┌─ PROVIDED RECORDS

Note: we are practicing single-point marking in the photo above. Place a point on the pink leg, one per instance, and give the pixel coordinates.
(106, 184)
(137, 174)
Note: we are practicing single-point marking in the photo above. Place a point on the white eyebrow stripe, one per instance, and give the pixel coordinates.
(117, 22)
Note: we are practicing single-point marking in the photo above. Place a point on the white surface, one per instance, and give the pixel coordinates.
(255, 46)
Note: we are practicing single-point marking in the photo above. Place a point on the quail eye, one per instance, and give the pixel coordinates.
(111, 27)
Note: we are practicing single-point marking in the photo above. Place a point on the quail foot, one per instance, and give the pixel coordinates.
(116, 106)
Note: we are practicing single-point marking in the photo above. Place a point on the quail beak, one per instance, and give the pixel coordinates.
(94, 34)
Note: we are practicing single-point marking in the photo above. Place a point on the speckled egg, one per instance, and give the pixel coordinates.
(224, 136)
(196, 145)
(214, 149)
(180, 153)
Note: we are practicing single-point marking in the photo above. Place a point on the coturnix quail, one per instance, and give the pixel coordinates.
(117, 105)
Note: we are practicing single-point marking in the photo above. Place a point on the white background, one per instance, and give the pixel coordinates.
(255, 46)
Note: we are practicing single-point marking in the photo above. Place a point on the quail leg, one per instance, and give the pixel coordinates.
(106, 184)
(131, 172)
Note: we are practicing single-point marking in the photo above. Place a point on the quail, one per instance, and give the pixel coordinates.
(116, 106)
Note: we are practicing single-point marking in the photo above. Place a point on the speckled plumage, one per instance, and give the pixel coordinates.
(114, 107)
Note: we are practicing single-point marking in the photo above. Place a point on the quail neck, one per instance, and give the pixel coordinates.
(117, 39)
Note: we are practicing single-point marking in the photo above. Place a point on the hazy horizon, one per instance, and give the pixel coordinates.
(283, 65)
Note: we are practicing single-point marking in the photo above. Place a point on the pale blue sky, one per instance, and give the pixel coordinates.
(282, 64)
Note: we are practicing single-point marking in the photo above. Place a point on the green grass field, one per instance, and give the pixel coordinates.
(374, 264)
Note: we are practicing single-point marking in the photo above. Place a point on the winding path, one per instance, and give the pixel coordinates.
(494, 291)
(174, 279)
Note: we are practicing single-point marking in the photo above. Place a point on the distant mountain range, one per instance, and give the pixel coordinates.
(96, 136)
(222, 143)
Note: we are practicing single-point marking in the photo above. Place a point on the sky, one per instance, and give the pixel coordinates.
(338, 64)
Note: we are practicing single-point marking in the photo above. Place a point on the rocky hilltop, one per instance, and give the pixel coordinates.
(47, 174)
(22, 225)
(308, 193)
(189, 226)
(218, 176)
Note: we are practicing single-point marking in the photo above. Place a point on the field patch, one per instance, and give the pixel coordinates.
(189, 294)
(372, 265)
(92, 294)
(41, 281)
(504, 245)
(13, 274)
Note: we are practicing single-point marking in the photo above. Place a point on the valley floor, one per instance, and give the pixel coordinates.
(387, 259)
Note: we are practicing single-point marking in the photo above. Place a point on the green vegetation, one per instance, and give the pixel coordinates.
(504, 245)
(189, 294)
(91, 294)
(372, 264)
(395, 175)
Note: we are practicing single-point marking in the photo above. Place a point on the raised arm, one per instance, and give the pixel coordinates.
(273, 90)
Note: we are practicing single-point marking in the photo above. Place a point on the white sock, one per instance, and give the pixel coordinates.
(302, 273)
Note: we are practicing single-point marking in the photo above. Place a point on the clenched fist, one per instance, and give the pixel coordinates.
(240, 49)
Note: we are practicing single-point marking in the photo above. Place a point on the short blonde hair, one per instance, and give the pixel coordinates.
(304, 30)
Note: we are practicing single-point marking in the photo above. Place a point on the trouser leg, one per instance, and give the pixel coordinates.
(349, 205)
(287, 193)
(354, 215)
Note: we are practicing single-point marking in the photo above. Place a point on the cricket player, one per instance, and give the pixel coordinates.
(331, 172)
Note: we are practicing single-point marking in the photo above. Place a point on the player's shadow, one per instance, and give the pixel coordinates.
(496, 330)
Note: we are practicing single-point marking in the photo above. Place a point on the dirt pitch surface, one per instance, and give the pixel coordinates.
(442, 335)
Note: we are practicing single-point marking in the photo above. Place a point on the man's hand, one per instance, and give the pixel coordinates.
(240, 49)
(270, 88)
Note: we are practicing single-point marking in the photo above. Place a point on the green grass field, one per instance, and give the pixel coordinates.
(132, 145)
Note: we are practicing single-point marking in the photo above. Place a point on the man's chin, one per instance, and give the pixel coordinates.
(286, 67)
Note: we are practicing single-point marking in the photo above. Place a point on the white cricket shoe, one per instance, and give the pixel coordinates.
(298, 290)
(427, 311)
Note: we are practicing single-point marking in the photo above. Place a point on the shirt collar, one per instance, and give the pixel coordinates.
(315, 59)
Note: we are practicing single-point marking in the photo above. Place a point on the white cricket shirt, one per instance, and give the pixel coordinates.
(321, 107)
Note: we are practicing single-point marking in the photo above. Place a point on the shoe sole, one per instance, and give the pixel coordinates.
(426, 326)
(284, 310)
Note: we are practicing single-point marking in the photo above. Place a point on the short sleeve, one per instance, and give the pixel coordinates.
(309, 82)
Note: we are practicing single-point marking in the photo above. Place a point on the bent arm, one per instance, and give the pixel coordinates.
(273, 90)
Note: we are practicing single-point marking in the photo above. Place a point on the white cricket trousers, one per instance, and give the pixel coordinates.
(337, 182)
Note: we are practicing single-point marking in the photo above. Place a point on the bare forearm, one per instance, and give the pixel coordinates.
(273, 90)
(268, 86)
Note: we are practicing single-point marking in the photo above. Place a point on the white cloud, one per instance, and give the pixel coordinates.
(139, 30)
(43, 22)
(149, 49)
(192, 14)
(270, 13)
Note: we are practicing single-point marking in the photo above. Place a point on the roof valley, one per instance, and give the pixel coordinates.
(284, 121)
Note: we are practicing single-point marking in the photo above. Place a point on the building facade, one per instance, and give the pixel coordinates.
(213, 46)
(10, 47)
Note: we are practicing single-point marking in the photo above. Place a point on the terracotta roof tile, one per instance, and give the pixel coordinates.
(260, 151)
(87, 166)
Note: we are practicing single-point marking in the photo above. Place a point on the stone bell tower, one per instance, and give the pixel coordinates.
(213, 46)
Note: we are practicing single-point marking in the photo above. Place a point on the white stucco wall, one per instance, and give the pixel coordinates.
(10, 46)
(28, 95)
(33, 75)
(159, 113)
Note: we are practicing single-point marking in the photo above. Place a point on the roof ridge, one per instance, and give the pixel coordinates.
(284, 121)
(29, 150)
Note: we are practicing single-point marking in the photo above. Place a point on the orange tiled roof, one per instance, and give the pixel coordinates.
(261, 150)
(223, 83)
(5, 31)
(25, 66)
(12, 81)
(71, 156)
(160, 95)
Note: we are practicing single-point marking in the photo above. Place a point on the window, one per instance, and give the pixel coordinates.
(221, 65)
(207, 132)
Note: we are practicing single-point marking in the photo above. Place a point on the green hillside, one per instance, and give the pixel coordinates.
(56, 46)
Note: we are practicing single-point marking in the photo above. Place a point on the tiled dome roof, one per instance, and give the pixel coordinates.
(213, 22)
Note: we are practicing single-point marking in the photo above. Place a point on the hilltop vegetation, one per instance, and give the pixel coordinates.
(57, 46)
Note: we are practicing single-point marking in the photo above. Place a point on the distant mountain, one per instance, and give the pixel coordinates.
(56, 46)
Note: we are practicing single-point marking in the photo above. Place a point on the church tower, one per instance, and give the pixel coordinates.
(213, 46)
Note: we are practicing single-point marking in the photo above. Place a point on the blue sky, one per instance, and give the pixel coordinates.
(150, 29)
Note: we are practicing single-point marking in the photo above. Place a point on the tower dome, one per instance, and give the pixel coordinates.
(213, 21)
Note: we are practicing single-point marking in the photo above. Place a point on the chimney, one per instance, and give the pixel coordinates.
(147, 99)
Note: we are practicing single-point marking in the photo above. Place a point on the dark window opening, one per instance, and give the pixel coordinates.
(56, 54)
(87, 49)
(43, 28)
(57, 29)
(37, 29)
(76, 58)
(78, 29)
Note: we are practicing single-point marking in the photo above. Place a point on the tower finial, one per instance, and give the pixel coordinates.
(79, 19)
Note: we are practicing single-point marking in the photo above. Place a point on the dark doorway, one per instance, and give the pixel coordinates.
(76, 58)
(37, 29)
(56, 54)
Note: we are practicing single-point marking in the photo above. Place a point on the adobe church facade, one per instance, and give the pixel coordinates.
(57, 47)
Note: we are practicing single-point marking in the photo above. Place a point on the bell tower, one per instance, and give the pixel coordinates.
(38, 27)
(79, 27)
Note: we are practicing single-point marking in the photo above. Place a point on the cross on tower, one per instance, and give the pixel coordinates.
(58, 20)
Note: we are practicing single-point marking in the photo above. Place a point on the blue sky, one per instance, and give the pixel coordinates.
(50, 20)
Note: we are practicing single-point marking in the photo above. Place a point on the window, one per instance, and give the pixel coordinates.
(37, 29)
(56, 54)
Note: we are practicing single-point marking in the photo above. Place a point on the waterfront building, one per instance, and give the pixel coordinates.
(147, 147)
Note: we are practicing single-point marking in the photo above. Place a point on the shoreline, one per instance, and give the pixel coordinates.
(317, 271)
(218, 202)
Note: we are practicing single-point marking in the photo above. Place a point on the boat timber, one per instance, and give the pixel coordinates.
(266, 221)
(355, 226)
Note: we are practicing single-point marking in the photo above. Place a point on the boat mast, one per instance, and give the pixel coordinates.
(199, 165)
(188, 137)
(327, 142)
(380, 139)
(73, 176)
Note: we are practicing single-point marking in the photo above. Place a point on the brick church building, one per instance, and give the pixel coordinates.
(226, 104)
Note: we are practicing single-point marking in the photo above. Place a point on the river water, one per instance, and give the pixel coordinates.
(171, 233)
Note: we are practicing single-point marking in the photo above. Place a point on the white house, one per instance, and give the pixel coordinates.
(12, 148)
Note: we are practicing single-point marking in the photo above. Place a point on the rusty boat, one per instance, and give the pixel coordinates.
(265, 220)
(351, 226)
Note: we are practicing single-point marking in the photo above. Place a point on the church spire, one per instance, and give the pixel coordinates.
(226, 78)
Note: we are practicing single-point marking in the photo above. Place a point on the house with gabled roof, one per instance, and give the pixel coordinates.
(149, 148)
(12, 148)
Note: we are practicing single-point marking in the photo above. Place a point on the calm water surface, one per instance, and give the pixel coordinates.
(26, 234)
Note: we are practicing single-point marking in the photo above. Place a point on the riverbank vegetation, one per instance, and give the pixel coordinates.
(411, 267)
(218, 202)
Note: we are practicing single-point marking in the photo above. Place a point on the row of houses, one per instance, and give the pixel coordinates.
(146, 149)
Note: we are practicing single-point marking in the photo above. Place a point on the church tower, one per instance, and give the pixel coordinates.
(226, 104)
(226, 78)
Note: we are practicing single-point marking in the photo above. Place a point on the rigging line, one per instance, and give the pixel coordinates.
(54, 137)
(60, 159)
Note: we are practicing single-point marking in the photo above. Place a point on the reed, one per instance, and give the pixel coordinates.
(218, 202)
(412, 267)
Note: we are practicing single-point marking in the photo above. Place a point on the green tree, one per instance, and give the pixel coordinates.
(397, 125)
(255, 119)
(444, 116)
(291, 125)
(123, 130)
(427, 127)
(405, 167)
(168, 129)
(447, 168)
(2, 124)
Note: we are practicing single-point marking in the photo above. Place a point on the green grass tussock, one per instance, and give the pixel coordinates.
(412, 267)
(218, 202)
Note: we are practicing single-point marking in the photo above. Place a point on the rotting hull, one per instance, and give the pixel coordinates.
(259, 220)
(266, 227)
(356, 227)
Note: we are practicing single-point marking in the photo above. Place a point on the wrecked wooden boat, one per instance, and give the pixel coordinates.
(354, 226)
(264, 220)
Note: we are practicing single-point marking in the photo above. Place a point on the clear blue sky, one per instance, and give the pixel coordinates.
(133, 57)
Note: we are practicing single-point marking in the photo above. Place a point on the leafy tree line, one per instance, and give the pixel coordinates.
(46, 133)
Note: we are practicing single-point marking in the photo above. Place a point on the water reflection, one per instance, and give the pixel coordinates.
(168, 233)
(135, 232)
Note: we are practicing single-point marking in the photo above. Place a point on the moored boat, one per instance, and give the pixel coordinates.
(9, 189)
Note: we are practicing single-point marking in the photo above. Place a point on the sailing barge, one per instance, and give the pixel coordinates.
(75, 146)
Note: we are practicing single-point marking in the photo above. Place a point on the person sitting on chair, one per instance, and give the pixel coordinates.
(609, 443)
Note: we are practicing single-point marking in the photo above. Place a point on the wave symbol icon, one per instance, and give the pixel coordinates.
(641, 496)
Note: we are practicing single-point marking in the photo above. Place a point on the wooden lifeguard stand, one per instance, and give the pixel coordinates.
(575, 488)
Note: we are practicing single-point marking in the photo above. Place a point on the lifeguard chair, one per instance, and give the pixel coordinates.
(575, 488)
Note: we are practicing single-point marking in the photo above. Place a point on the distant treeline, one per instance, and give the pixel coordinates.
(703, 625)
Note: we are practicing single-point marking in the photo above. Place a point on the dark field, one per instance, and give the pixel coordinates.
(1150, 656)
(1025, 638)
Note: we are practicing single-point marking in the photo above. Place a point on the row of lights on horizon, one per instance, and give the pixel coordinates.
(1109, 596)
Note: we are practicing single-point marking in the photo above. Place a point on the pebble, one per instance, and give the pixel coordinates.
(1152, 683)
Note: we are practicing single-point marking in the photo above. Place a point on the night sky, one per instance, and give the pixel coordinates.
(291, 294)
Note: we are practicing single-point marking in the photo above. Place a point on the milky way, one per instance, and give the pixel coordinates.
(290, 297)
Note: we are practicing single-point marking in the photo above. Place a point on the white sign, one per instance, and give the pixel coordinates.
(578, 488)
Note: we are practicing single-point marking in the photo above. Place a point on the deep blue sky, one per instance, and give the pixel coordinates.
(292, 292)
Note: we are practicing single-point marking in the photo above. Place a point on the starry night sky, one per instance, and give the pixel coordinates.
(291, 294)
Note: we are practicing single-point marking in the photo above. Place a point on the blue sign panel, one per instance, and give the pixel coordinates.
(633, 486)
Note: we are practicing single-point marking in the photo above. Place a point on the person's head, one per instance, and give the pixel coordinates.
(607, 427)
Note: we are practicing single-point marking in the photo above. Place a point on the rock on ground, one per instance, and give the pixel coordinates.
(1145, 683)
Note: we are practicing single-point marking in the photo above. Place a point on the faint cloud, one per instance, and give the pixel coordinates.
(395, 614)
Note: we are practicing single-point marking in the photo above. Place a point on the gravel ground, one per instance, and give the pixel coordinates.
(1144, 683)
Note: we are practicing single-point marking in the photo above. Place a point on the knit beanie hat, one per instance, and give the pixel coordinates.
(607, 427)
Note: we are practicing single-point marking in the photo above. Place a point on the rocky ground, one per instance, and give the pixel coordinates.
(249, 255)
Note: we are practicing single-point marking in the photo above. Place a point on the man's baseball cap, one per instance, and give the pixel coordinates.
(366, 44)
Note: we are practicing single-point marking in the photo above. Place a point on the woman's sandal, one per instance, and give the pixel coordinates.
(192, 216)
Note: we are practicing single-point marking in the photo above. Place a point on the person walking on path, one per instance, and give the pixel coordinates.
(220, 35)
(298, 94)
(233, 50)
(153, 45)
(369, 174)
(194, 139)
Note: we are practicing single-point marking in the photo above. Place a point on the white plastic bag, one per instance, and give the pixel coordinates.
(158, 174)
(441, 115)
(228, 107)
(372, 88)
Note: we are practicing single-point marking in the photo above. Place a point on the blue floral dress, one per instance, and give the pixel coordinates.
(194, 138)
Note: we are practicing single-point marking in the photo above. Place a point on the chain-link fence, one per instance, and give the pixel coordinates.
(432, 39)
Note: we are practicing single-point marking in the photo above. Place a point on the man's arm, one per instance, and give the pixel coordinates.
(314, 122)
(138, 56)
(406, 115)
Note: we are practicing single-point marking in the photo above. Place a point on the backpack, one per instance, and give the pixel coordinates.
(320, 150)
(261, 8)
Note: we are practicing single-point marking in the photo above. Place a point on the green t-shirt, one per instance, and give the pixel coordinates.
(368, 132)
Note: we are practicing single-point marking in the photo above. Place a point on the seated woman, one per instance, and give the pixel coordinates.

└─

Reproduce the final stretch of the data above: every line from the one holding "the backpack, one" through the end, inclusive, exactly as written and nothing else.

Note: we are practicing single-point marking in the photo above. Place a point on the backpack, one per instance, and give the pixel coordinates.
(320, 150)
(261, 8)
Note: we are practicing single-point marking in the photo above. Place a point on the green t-shirt, one per instance, and give the pixel coordinates.
(368, 132)
Note: we are practicing single-point marking in the photo above. Place a point on the seated woman, one per instance, and give the pixel coordinates.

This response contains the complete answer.